**Objective:** Your task is to copy every line of this material exactly.

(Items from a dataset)
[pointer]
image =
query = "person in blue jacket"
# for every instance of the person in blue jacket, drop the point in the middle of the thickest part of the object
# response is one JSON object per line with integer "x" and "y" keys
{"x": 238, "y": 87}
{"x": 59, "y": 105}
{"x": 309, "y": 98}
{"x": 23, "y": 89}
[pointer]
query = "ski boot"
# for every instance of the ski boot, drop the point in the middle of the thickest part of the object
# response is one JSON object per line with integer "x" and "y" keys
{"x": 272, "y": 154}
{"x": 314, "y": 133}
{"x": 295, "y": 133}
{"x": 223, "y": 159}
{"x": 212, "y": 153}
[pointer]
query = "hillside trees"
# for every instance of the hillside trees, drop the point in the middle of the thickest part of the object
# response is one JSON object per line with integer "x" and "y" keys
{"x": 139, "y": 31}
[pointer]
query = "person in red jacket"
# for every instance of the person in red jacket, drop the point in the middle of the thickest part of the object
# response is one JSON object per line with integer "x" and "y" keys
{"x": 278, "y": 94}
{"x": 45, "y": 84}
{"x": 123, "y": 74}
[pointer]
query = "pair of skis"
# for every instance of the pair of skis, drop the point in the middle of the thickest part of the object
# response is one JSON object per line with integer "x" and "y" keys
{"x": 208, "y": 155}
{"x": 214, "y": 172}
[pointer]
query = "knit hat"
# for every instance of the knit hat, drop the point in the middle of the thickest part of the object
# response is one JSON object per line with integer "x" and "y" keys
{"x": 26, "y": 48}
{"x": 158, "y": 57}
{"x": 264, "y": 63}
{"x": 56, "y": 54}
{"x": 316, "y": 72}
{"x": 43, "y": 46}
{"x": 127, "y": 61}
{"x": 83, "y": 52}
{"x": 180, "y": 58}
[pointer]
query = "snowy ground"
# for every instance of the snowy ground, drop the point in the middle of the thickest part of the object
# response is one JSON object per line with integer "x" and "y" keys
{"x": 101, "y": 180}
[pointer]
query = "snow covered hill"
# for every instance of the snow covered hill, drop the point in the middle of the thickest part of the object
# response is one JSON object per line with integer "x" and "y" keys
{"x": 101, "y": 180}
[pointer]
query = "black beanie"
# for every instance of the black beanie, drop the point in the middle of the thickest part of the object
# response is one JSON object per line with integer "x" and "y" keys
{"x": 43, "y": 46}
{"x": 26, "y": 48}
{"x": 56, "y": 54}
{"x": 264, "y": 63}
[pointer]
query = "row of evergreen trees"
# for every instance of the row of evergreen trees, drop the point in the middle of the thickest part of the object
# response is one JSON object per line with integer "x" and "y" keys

**The reply:**
[pointer]
image =
query = "person in blue jacket"
# for every instance of the person in blue jacket, drop the point in the middle of the thickest part of the object
# response is one JSON object per line with integer "x" and "y" keys
{"x": 238, "y": 87}
{"x": 59, "y": 105}
{"x": 309, "y": 98}
{"x": 23, "y": 89}
[pointer]
query = "ski boot"
# for every instance of the ski boot, drop the point in the middle of the thickest part of the object
# response is one JSON object per line with integer "x" and "y" keys
{"x": 272, "y": 154}
{"x": 314, "y": 133}
{"x": 295, "y": 133}
{"x": 223, "y": 159}
{"x": 212, "y": 153}
[pointer]
query = "hillside trees"
# for every instance of the hillside trees, drop the point in the middle of the thickest part of the object
# response is one JSON object per line with integer "x" and "y" keys
{"x": 139, "y": 31}
[pointer]
query = "person in red jacket"
# for every instance of the person in red jacket, drop the point in the middle of the thickest part of the object
# response is one JSON object per line with integer "x" and "y" keys
{"x": 278, "y": 94}
{"x": 45, "y": 84}
{"x": 123, "y": 74}
[pointer]
query = "pair of skis"
# for every instance of the pair of skis, drop the point in the middle of the thickest part of the object
# response is one JSON object per line with integer "x" and "y" keys
{"x": 208, "y": 155}
{"x": 214, "y": 172}
[pointer]
query = "knit hat"
# for every instance of the knit hat, drop the point in the middle of the thickest part of the object
# response is one JSON object per line with integer "x" and "y" keys
{"x": 26, "y": 48}
{"x": 158, "y": 57}
{"x": 264, "y": 63}
{"x": 56, "y": 54}
{"x": 316, "y": 72}
{"x": 43, "y": 46}
{"x": 127, "y": 61}
{"x": 83, "y": 52}
{"x": 180, "y": 58}
[pointer]
query = "snowy ground"
# for every instance of the snowy ground, drop the point in the middle of the thickest part of the object
# response is one JSON object per line with integer "x" and "y" keys
{"x": 101, "y": 180}
[pointer]
query = "snow covered hill"
# for every instance of the snow covered hill, drop the point in the middle of the thickest part of the object
# response is one JSON object per line with integer "x" and "y" keys
{"x": 101, "y": 180}
[pointer]
query = "black beanie"
# for every instance of the black beanie, drop the point in the middle of the thickest part of the object
# response is one JSON object per line with integer "x" and "y" keys
{"x": 43, "y": 46}
{"x": 26, "y": 48}
{"x": 56, "y": 54}
{"x": 264, "y": 63}
[pointer]
query = "row of evergreen trees"
# for every instance of the row of evergreen trees, drop the point in the middle of the thickest part of the object
# response is one JSON object per line with integer "x" and "y" keys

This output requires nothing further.